*What is required*. Below are several records. Retype exactly those lines running from the one with "Please point out the stone" through the one with "Please point out the rocky", end lines included, and no others.

■ ■ ■

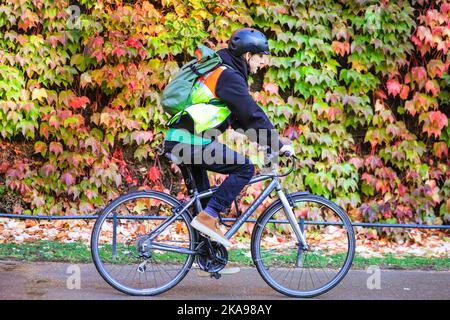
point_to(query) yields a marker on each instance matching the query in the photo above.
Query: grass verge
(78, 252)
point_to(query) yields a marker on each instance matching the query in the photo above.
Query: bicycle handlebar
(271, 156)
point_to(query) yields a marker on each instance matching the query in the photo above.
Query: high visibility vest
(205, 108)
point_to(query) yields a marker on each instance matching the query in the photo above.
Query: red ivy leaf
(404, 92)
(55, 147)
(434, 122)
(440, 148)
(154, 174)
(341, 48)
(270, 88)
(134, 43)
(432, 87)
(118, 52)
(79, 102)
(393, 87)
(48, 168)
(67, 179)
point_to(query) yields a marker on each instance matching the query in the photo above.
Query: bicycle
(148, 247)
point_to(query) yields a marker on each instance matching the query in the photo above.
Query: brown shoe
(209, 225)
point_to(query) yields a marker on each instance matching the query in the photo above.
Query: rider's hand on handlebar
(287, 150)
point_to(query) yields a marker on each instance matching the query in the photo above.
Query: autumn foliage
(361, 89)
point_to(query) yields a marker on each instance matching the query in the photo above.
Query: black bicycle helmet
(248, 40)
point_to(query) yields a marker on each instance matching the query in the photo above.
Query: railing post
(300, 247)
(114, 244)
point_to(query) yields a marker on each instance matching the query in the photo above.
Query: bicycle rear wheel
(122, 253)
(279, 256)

■ ■ ■

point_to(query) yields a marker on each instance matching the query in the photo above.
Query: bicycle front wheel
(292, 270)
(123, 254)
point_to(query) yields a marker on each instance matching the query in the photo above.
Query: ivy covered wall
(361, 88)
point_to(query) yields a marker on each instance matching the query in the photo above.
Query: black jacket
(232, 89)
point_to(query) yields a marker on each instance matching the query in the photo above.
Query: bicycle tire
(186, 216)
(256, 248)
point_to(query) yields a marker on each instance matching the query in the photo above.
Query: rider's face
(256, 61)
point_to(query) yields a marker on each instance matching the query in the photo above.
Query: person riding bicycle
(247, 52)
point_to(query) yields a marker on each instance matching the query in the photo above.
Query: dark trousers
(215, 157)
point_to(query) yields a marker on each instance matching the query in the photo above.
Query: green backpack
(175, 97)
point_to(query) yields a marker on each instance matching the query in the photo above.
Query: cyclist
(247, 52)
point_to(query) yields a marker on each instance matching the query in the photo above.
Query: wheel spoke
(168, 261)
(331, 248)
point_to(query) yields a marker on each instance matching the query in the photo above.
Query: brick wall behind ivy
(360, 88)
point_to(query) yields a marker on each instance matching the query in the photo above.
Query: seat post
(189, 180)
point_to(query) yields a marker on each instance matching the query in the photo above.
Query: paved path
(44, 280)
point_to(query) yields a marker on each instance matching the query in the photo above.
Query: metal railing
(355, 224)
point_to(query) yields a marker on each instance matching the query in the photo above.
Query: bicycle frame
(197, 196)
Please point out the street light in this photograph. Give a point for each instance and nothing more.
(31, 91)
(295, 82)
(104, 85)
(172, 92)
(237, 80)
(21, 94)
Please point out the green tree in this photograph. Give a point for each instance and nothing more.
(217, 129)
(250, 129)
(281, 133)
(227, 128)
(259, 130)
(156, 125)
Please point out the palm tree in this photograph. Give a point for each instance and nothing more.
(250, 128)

■ ■ ■

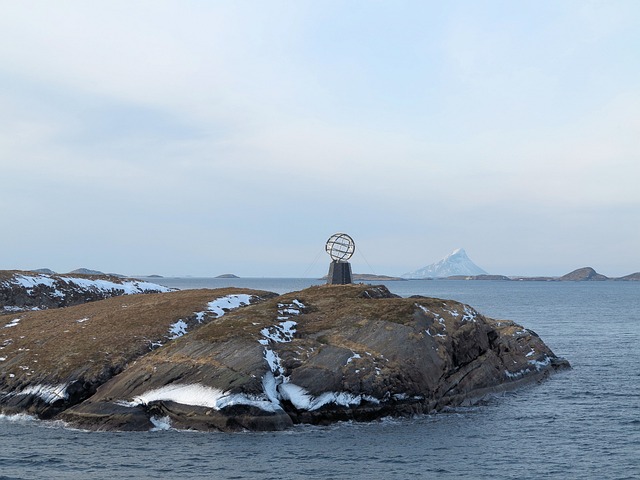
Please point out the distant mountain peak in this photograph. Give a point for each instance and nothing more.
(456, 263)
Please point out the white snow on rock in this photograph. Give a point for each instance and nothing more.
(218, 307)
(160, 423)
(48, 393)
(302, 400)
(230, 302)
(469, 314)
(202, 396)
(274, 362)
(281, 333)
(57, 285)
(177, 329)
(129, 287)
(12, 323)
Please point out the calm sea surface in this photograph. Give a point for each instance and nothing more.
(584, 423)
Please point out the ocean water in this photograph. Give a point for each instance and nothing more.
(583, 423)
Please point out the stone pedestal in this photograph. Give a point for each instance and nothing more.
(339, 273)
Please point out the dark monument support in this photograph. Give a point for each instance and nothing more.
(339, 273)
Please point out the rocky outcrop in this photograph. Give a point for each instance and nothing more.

■ ■ ■

*Solution for this task*.
Please point out the stone pedestal in this photograph. Give a point for each instance and nothing more.
(339, 273)
Please point out the dark monument support in this photograph. Give a point for each instance and nothing more.
(339, 273)
Please point out the rocky outcrop in this photograph. Give a point for each instance and nothing more.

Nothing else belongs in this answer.